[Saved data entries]
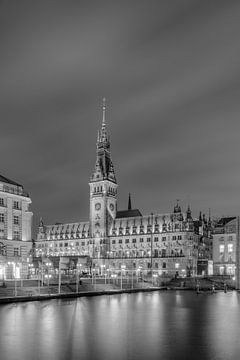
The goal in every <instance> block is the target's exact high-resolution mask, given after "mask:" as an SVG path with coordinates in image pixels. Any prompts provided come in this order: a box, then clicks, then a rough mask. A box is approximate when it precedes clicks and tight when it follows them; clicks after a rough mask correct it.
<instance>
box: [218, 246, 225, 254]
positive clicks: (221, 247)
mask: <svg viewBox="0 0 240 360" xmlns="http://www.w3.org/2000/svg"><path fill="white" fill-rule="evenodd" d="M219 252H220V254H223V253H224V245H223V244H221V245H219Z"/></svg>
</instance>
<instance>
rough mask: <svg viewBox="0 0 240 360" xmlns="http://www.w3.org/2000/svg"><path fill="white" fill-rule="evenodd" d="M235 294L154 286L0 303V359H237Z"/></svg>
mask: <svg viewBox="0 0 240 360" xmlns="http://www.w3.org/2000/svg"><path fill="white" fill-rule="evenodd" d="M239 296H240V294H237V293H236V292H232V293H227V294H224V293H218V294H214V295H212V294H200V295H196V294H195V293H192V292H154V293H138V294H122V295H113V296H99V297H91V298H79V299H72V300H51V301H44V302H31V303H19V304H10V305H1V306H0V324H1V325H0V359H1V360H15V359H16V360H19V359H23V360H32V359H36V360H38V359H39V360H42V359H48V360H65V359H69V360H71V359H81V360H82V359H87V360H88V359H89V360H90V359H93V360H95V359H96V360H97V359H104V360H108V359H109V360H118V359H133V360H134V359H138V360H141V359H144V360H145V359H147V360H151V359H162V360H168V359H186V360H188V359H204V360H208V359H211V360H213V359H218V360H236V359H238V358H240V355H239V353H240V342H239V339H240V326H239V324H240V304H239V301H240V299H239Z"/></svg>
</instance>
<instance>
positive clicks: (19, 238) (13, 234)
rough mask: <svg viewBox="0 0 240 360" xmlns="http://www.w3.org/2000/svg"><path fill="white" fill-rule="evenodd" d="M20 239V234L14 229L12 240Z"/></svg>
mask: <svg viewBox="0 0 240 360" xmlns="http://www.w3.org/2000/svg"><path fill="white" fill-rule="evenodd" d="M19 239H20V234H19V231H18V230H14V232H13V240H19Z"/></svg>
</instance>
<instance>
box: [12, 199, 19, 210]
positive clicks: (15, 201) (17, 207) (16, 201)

*Your instructions*: Which lines in the saved data entries above contain the string "clicks", with case counting? Locate each one and copy it in full.

*Response area*:
The goal in every <instance> block is the target's exact high-resolution mask, given after "mask:" as an SVG path with coordinates in image pixels. Any prompts provided come in this order: a box, then clicks, then a rough mask. A box is approximate when it precedes clicks and tight when it follows them; clicks after a rough mask correct it.
positive clicks: (221, 247)
positive clicks: (19, 238) (13, 234)
positive clicks: (15, 201) (17, 207) (16, 201)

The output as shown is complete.